REQUIRED ACTIONS:
**1.** In the Arnold Palmer piece, what score did Palmer make on the final hole of the 1961 Masters?
**2.** Write what follows the last sentence of the Arnold Palmer piece.

His connection with the people is what helped make Arnold Palmer to be Arnold Palmer. It was real, sincere, lasting. He looked at you when he waved, smiled earnestly for photographs, signed his autograph like it was the first and last one that would have his signature.
Palmer's focus was not so intense that he failed to see what was happening around him, a trait that perhaps on more than one occasion hurt him. A famous example occurred at the 1961 Masters, when he strode confidently up the hill at Augusta National's final hole, a third green jacket in sight.
A birdie at the 17th gave him a 1-stroke lead over Gary Player and now spectators lined the ropes on the home hole, including a friend who managed to get Palmer's attention.
"My tee shot was right in the dead center of the fairway,'' Palmer recalled years later. "He [his friend] had given me a little confidence in my game, and he went like this and waved me over to the edge of the ropes. And I made a mistake that my father taught me when I was a little boy never to do.
"He put out his hand and he says, 'You won it boy, great going.' And my mind left my body. Just went away.''
From there, Palmer hit his approach shot in a greenside bunker, knocked his third across the green and proceeded to make a double-bogey 6 to lose the Masters by one stroke to Player.
It was a stunning way to lose.

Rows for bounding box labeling
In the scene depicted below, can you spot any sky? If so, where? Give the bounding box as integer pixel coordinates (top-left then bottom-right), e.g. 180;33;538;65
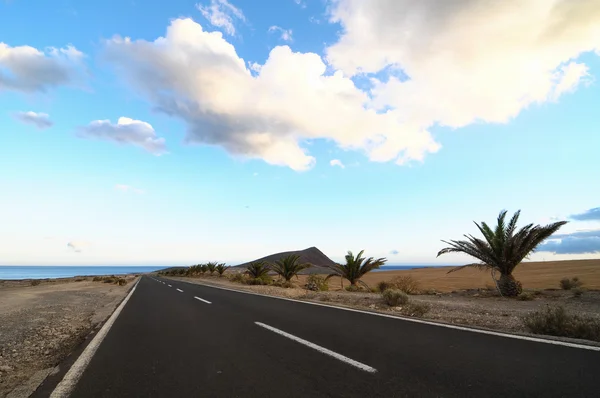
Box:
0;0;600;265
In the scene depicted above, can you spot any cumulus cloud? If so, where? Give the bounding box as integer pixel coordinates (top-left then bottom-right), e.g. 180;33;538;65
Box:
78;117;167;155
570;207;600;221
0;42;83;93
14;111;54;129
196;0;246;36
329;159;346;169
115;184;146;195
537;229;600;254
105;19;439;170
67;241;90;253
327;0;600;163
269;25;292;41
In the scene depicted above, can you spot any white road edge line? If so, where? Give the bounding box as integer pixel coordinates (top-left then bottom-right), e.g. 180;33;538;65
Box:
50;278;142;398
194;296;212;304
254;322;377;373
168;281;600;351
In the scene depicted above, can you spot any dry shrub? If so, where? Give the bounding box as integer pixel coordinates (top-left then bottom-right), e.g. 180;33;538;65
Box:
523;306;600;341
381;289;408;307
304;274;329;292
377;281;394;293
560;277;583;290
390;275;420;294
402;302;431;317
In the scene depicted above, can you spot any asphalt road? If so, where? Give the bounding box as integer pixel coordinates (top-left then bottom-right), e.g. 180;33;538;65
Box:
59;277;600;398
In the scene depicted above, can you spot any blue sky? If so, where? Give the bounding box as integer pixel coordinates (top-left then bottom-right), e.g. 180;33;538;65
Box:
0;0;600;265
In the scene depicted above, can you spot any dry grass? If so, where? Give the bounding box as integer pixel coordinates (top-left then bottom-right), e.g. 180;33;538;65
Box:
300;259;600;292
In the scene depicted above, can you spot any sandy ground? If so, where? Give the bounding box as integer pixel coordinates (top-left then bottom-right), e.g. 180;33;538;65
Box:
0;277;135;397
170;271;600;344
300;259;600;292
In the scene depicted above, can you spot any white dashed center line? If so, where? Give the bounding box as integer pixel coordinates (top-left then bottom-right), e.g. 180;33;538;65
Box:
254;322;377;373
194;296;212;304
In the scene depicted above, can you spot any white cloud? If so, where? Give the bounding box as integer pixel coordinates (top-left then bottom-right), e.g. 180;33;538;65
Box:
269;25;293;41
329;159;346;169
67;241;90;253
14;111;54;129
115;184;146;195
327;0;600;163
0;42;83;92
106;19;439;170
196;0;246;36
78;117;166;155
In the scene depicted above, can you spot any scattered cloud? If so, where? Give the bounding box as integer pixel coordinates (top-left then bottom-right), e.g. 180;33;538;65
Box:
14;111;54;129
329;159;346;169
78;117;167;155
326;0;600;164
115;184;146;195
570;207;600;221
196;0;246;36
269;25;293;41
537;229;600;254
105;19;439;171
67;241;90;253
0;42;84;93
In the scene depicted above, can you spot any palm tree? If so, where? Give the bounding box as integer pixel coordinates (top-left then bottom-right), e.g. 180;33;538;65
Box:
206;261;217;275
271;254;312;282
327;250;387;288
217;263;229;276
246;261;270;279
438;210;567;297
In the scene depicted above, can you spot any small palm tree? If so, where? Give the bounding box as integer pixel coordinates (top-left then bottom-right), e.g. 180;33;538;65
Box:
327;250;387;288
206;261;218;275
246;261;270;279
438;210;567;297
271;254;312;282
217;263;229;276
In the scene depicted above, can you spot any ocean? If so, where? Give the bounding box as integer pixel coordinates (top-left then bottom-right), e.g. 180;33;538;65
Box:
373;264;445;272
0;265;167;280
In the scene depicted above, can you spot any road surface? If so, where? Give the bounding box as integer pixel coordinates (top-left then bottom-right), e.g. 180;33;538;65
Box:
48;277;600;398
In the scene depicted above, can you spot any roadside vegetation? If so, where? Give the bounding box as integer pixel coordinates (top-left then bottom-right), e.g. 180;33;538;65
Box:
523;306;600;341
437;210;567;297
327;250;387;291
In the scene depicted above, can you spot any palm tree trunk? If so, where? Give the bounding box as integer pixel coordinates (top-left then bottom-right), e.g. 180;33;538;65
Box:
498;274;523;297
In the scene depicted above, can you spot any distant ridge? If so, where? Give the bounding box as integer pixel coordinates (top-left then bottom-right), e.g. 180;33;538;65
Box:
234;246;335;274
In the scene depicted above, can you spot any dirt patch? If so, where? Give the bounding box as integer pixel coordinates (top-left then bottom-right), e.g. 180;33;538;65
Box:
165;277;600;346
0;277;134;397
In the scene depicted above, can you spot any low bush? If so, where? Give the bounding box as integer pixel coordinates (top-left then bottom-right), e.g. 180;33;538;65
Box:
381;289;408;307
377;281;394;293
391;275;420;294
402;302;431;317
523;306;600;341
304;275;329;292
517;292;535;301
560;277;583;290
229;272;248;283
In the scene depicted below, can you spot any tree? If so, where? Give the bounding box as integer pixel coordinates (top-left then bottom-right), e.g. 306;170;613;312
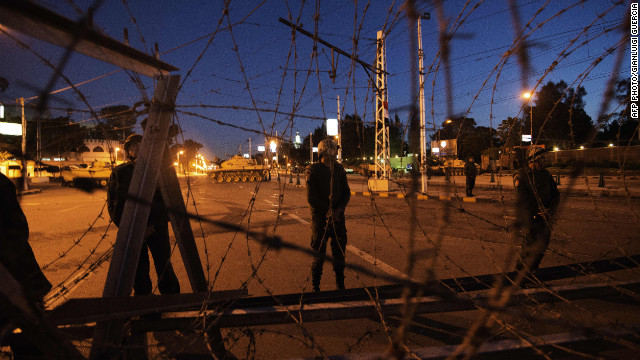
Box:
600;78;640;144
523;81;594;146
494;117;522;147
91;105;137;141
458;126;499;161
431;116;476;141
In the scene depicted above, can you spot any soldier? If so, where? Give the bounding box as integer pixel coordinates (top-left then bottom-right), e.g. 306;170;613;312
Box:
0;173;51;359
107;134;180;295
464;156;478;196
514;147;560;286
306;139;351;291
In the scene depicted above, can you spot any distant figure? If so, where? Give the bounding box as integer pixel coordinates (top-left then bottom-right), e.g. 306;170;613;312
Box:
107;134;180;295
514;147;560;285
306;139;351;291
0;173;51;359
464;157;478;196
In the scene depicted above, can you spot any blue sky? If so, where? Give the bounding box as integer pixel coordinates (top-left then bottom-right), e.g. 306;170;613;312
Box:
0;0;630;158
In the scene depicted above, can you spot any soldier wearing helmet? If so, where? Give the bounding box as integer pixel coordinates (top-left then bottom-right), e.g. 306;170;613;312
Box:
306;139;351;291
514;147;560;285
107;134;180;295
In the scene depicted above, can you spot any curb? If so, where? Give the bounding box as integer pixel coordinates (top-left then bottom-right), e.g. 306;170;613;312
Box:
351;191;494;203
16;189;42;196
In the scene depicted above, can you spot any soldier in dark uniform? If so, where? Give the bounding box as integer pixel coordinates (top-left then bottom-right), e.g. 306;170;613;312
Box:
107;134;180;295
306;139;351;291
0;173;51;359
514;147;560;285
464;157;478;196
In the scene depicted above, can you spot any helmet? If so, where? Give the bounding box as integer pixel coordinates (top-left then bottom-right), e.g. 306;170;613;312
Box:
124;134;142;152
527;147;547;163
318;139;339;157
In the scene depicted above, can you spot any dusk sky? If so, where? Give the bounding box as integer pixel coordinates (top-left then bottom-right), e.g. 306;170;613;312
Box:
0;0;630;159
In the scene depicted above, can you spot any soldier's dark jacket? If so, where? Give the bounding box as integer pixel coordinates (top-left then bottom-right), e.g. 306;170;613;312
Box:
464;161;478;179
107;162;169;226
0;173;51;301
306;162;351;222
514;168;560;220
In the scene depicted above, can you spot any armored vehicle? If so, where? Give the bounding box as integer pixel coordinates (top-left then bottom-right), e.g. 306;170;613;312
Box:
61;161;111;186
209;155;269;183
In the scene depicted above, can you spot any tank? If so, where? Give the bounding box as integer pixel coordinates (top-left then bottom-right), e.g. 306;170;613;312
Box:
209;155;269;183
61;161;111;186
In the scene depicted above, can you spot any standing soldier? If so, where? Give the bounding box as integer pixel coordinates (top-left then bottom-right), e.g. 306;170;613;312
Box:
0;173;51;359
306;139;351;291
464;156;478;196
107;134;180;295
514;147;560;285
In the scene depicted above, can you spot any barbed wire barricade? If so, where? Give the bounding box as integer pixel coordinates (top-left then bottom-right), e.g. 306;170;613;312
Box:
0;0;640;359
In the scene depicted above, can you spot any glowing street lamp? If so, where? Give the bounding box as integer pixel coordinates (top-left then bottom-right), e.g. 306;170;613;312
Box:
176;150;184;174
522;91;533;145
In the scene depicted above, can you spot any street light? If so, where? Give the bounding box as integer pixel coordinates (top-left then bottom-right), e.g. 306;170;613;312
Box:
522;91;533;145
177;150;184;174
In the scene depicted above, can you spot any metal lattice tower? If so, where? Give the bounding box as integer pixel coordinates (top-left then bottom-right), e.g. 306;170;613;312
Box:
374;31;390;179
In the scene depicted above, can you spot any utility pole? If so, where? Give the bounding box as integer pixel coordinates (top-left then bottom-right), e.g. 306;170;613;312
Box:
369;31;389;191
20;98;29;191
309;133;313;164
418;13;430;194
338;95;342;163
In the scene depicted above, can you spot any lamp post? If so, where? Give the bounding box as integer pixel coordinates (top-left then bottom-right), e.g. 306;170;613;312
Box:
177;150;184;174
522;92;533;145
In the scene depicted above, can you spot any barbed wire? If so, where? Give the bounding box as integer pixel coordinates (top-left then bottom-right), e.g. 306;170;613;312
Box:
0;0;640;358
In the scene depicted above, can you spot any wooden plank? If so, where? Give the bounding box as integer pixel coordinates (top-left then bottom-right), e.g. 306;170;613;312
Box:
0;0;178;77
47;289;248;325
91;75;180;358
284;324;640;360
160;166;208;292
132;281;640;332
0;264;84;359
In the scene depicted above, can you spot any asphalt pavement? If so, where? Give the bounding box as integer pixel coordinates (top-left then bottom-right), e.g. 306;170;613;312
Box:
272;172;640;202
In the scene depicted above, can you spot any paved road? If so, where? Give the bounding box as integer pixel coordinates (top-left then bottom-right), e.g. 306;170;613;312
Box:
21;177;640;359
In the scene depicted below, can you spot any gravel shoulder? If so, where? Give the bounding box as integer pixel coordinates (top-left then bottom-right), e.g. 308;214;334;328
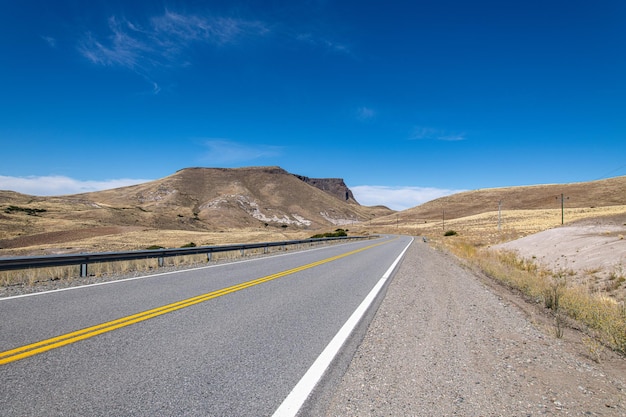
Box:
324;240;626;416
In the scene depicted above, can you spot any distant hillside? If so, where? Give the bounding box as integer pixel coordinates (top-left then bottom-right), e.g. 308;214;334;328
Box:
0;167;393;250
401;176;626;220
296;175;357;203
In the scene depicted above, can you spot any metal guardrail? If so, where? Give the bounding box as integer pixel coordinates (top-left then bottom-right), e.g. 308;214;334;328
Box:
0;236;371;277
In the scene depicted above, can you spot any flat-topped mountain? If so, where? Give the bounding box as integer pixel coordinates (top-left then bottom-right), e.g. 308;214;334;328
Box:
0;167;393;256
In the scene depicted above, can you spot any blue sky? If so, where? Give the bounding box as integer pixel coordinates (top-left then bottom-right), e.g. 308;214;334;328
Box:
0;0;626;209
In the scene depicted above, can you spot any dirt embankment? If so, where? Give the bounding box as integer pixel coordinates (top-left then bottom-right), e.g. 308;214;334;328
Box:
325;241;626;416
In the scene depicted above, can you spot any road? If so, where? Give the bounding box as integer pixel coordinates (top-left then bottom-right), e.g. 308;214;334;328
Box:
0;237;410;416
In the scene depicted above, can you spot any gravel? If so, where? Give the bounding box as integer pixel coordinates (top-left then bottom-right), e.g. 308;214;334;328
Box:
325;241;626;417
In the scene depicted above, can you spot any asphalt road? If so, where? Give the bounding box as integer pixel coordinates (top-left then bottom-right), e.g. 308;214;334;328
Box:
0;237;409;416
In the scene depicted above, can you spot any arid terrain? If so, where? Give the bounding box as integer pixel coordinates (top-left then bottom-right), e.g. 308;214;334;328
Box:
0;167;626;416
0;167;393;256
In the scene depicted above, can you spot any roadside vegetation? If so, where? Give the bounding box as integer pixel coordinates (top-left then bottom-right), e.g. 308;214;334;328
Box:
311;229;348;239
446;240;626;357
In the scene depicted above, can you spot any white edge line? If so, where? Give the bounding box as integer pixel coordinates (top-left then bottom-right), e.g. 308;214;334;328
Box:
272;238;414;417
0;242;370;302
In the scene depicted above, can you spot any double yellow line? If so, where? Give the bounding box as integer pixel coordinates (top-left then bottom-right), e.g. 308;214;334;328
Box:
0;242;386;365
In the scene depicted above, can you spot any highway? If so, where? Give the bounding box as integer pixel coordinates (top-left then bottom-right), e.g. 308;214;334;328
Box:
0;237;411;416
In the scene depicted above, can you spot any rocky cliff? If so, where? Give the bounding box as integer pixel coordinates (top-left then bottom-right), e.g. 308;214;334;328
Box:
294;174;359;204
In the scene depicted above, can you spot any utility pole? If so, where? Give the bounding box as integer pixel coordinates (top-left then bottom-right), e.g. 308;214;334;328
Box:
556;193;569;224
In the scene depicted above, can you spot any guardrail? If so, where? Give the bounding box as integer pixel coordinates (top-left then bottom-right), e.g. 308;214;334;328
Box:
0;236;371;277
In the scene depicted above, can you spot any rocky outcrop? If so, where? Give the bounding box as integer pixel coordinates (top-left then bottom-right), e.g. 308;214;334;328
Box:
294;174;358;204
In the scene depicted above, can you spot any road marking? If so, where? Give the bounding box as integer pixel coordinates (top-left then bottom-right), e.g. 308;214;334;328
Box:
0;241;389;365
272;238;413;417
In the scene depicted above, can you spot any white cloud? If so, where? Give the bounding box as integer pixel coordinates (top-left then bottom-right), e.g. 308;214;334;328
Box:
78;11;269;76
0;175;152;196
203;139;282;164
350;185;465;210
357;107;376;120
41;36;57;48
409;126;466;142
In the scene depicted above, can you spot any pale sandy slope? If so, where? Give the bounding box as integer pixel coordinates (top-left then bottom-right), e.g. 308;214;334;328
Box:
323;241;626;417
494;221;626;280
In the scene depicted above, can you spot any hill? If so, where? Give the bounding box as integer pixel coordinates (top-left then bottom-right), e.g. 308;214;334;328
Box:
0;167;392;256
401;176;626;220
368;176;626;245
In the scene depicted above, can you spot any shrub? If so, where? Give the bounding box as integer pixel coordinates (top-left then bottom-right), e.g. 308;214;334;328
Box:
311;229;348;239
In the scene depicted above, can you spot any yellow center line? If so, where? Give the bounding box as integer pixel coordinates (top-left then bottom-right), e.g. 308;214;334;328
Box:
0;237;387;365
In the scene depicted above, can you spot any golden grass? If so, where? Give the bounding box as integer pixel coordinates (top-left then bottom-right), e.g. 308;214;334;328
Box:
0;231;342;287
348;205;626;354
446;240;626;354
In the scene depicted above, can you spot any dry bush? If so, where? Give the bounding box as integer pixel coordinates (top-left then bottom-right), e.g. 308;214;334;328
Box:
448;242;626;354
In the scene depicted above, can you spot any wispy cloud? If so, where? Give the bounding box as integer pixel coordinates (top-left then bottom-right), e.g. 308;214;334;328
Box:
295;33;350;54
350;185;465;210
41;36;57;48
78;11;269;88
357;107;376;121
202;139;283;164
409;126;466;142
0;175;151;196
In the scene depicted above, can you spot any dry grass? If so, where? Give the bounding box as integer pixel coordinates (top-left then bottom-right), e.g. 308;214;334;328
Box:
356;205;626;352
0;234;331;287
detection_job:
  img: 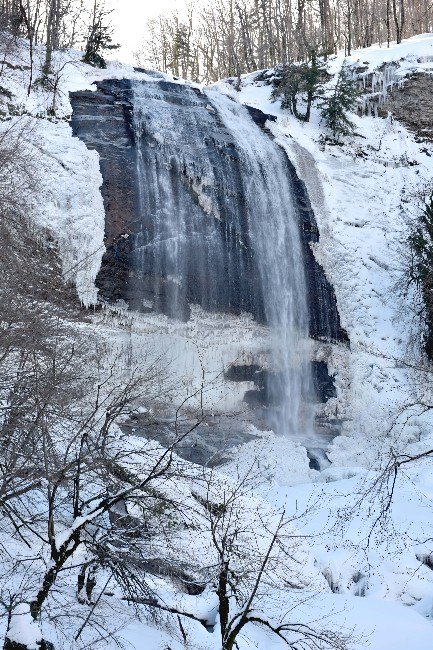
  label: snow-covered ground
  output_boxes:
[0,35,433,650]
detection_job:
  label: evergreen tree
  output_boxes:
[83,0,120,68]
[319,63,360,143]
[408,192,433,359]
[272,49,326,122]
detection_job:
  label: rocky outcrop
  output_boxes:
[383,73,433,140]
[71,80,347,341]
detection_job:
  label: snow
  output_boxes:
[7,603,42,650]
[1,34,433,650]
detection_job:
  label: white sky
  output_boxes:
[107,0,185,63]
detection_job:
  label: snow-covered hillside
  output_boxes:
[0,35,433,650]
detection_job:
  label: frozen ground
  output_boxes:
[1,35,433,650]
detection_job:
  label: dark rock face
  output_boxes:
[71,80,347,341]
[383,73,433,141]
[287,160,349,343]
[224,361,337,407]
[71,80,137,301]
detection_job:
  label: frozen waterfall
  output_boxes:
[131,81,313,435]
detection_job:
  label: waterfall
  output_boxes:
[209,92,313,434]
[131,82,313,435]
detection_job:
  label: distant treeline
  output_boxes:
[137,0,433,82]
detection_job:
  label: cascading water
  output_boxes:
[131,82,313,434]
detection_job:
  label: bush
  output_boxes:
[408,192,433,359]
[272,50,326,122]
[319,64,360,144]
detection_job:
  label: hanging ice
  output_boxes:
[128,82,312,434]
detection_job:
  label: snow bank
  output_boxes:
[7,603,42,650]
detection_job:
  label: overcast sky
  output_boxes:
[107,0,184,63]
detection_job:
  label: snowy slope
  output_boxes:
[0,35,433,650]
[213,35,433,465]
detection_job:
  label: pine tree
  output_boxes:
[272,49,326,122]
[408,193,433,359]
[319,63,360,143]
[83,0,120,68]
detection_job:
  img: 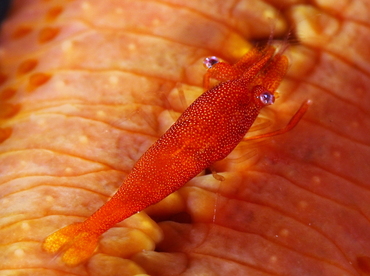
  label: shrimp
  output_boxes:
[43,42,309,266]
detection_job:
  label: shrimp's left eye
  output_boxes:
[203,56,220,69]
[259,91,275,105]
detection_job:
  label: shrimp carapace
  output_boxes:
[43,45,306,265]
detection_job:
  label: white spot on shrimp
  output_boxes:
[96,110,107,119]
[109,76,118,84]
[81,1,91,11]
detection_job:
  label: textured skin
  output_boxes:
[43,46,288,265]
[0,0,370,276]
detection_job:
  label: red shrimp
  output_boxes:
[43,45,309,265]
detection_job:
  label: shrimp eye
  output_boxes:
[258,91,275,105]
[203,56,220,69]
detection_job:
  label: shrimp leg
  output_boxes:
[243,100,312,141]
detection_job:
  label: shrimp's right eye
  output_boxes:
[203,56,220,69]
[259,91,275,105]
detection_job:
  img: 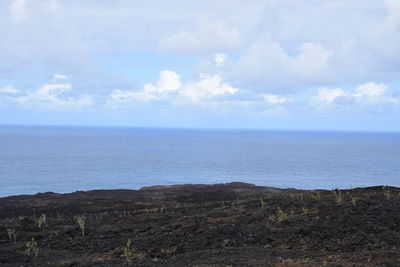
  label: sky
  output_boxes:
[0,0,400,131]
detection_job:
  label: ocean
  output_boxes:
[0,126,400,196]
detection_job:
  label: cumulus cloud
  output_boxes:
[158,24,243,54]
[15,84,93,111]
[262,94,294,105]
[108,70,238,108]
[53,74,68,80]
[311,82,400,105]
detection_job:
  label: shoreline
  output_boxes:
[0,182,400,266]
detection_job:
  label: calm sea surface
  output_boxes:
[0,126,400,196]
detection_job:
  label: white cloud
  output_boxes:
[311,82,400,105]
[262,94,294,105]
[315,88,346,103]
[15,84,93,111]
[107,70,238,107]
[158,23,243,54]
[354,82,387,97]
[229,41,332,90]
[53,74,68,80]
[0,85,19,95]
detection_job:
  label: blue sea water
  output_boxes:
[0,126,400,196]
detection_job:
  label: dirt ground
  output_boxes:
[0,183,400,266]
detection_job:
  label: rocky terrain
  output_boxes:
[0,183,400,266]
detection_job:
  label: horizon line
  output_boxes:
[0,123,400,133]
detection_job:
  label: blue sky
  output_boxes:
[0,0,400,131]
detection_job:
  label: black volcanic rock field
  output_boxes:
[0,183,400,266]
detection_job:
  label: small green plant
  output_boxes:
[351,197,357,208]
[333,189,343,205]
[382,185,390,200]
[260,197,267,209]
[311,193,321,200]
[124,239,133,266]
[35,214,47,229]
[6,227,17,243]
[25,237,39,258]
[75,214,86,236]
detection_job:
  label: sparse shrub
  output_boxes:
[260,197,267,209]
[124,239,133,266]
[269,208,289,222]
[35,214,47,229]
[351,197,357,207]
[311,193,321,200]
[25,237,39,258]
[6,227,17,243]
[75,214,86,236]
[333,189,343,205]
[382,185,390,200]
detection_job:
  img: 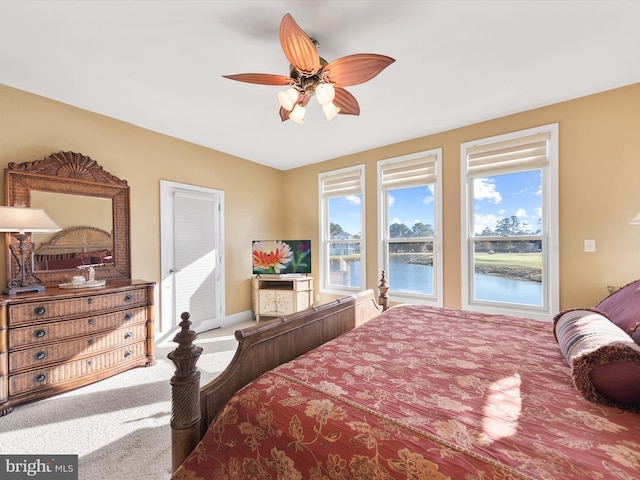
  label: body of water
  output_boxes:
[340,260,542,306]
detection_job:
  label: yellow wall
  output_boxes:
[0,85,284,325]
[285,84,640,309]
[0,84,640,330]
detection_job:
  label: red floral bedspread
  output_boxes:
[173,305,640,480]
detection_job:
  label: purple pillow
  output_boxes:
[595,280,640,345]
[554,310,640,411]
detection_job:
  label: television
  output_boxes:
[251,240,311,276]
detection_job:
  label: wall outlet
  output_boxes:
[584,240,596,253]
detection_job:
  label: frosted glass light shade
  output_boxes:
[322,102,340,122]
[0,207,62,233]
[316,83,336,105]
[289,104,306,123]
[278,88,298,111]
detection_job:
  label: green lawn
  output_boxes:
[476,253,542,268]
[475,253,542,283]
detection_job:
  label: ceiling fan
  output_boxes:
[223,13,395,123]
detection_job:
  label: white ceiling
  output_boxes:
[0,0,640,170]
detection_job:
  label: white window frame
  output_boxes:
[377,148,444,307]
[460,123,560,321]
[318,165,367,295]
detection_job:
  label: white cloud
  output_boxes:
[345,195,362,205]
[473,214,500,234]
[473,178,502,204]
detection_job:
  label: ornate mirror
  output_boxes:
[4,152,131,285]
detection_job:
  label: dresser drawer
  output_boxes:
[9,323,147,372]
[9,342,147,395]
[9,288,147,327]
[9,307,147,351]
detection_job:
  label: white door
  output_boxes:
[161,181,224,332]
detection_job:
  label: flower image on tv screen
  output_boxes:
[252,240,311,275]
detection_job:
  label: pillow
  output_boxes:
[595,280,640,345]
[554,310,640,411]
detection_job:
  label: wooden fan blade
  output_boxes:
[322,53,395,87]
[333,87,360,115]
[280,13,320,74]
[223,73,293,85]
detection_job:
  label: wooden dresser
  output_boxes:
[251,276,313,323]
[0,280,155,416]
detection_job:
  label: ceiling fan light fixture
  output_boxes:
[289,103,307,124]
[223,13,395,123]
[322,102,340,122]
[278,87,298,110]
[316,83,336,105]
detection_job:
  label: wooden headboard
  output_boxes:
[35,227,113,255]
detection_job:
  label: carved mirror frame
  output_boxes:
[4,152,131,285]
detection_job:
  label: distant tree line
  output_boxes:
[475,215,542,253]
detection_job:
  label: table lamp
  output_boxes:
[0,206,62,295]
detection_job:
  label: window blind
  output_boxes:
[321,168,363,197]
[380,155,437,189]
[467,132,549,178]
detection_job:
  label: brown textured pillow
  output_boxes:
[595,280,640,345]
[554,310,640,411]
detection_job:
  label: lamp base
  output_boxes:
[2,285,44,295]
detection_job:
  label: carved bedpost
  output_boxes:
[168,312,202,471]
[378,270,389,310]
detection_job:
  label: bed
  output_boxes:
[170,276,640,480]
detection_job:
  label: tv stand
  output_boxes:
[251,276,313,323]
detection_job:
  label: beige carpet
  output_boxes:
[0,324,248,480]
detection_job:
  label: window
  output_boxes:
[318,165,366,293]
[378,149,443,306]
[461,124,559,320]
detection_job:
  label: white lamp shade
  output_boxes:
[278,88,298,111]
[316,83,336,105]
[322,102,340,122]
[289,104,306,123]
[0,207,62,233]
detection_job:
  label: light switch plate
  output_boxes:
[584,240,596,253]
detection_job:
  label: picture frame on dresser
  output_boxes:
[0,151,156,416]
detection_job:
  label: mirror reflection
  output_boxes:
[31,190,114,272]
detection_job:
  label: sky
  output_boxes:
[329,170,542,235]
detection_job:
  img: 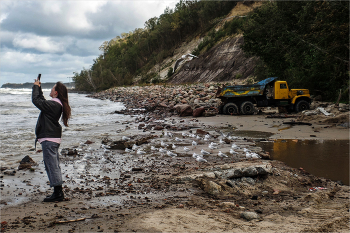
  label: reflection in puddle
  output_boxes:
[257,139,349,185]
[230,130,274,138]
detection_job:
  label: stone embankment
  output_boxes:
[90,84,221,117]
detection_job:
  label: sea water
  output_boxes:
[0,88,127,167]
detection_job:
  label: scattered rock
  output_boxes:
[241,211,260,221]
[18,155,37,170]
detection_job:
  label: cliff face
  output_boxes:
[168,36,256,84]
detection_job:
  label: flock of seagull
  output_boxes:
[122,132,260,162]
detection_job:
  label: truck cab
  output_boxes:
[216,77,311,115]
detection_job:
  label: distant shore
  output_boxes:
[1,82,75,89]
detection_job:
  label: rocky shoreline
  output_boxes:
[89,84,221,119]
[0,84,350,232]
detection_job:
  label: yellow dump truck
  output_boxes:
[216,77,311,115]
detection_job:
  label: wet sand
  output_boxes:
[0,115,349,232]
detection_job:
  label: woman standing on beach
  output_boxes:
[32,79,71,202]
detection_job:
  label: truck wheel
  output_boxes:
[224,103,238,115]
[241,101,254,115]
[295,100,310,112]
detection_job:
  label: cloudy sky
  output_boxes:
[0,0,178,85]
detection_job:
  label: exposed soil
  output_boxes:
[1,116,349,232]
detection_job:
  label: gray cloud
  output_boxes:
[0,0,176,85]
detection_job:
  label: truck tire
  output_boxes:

THE RESPONSES:
**1.** A double-bogey 6.

**2.**
In a career that had so many triumphs, so many highs, this was a loss that haunted the legendary golfer, perhaps as much as any, certainly more than anything that ever occurred at the Masters.
"That was the saddest situation that I had there,'' he said.
And yet, as we remember Palmer, doesn't that story sum up what drew people to him?
Palmer won 62 PGA Tour events, seven major championships, but made a bigger impact by relating to the people, by acting as if he were one of them. Sure, they gravitated to a champion, and Palmer was a prolific winner. But they also loved his go-for-broke style and the fact that he would look them in the eye, shake their hand, pat them on the back.
Perhaps it wasn't prudent, but Palmer couldn't help but seek out smiling faces in the gallery and acknowledge with a smile of his own. He might have handled the attention, the adulation, better than any big-time athlete simply because he reveled in it, understood it, embraced it.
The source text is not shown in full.